» Teks yang Diberikan:

-=-=-=-=-

Dua hari
yang lalu Nisa resmi mundur dari tim kami. Tim Pengkaderan. Salah satu bidang
di Lembaga Pers Mahasiswa. Ibarat kawah candradimuka, bidang kami diharapkan
mampu melahirkan gatotkaca-gatotkaca baru. Gatotkaca yang mentas dari
candradimuka. Gatot kaca yang saktimandraguna. Gatot kaca seperti pendahulunya.
Rasa-rasanya
baru kemarin saya berkenalan dengan anggota baru tim kami. Mereka adalah
Irkham, Gandar, Meila, dan Nisa. Masih jelas dalam ingatan saya, raut antusias
mereka tatkala rapat pertama. Saya ingat bagaimana kekakuan mereka pada rapat
pertama kali. Saya ingat satu persatu menyebutkan alasan masing-masing mengapa
mereka memilih bidang ini. Dan saya masih ingat alasan Nisa masuk bidang ini.
Saya
juga masih merasakan euphoria rapat pengkaderan di Warung Senja lalu. Agendanya
pembahasan evaluasi kader jilid 1. Juga mengenai evaluasi system kaderisasi
yang kita jalankan. Yang terakhir pembahasan konsep kaderisasi kader jilid 2.
Untuk diketahui pengkaderan saat ini memiliki dua kader. Kader 1 adalah sebutan
kami untuk kader yang masuk tahun 2013. Sedangkan kader jilid 2 adalah sebutan
kami untuk kader paling segar kami, tahun oprek 2014.
Saya
rasanya masih bisa mengingat kata-kata nisa ketika rapat itu. Pendapatnya
mengenai persoalan yang kami bahas. Dialek bataknya yang khas ketika
disela-sela rapat menerima telpon keluarganya. Dan juga tipikal tertawanya yang
lucu. Yang seringkali memancing saya ikut tertawa juga, meski kadang tak tahu betul
sebab kelucuannya. Pokoknya saya tiba-tiba terpingkal-pingkal saja melihat dia
tertawa.
Saya dan
Nisa juga satu bidang di Acara In House Training. Kami di bidang Konsumsi. Nisa
sebagai koor saya. Yang saya amati, selama berjalannya IHT nisa termasuk
perempuan tahan banting. Dia mau menahan tidurnya ketika dini hari. Sekalipun
kantong tebal menggelayuti matanya. Ia setidaknya masih berusaha
bertanggungjawab akan tugasnya.

-=-=-=-=-

» Catatan Terdaftar:
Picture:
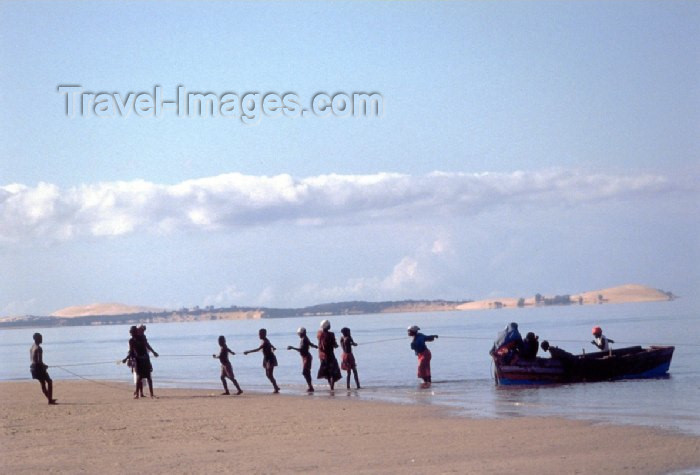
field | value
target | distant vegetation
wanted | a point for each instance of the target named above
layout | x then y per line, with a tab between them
238	313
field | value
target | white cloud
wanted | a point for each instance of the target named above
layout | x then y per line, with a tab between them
231	295
235	200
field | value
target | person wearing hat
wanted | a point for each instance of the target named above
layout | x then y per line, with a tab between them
328	368
420	348
530	347
306	358
600	340
269	358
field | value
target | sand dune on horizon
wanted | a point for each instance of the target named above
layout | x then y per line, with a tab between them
621	294
97	309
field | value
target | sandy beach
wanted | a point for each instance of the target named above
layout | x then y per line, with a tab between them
100	428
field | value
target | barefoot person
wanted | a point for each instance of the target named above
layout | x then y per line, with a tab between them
348	364
138	349
226	368
39	369
306	358
269	358
328	368
418	345
600	340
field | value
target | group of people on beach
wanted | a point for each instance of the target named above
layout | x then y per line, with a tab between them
328	369
138	359
509	344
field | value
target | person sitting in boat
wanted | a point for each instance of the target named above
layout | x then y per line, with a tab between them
600	340
557	353
530	346
508	343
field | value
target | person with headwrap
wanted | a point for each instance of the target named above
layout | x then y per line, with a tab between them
422	352
600	340
306	358
329	368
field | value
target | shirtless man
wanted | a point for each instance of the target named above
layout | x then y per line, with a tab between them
226	368
38	368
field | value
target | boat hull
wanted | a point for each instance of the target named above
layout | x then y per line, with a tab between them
625	363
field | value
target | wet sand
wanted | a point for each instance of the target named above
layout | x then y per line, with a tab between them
97	428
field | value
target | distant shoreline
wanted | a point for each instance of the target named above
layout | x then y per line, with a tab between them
118	314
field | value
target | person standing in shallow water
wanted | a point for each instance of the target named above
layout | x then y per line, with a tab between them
348	364
138	350
226	368
328	368
39	369
306	358
420	348
269	358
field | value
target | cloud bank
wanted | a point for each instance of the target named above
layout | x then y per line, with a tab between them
235	200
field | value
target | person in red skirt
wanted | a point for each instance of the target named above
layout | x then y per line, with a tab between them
348	363
306	358
418	345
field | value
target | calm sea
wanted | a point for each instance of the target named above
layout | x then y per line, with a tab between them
462	370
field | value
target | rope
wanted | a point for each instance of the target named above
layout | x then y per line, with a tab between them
86	364
381	341
101	383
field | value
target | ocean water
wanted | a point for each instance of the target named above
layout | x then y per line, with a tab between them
462	368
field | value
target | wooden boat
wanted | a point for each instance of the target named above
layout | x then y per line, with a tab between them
564	367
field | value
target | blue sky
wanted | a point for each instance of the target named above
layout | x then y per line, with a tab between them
524	147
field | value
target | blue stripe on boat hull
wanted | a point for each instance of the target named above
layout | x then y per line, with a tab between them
656	372
660	370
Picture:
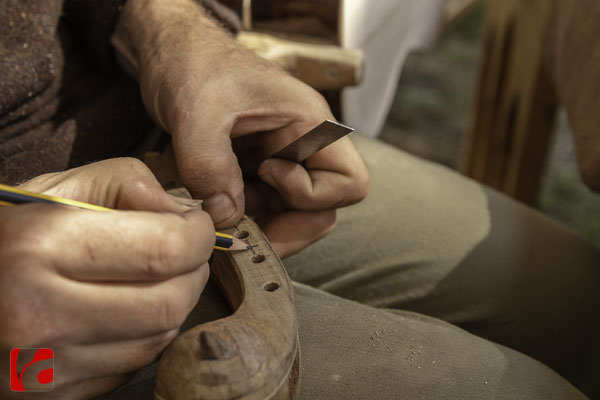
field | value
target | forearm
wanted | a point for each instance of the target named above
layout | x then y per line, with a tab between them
172	45
148	31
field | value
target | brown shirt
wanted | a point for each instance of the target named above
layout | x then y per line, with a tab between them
63	100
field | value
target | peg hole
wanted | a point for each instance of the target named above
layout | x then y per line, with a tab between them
271	286
241	234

-=-=-=-=-

» Yang Harus Dikerjakan:
A – Salin tanpa perubahan bagian teks yang diberikan, mulai dari "Rasa-rasanya" dan berakhir pada "kader jilid 2.".
B – Terjemahkan kalimat "Kader 1 adalah sebutan kami untuk kader yang masuk tahun 2013." dari teks yang diberikan ke dalam bahasa Inggris.
C – Apakah setiap pernyataan ini sesuai dengan teks yang diberikan? Jawab ya atau tidak, lalu kutip kata-kata teks yang menentukan jawabanmu. (i) Nisa menjadi koor di bidang Konsumsi pada In House Training. (ii) Kader jilid 2 adalah kader yang masuk tahun 2013. (iii) Nisa mundur dari tim seminggu yang lalu.
Catatan di atas tidak diperlukan untuk mengerjakan apa pun.

» Jawaban Tertulis:
A –
Rasa-rasanya
baru kemarin saya berkenalan dengan anggota baru tim kami. Mereka adalah
Irkham, Gandar, Meila, dan Nisa. Masih jelas dalam ingatan saya, raut antusias
mereka tatkala rapat pertama. Saya ingat bagaimana kekakuan mereka pada rapat
pertama kali. Saya ingat satu persatu menyebutkan alasan masing-masing mengapa
mereka memilih bidang ini. Dan saya masih ingat alasan Nisa masuk bidang ini.
Saya
juga masih merasakan euphoria rapat pengkaderan di Warung Senja lalu. Agendanya
pembahasan evaluasi kader jilid 1. Juga mengenai evaluasi system kaderisasi
yang kita jalankan. Yang terakhir pembahasan konsep kaderisasi kader jilid 2.

B – Cadre 1 is our name for the cadres who joined in 2013.

C –
(i) Ya: "Kami di bidang Konsumsi. Nisa sebagai koor saya."
(ii) Tidak: "Sedangkan kader jilid 2 adalah sebutan kami untuk kader paling segar kami, tahun oprek 2014."
(iii) Tidak: "Dua hari yang lalu Nisa resmi mundur dari tim kami."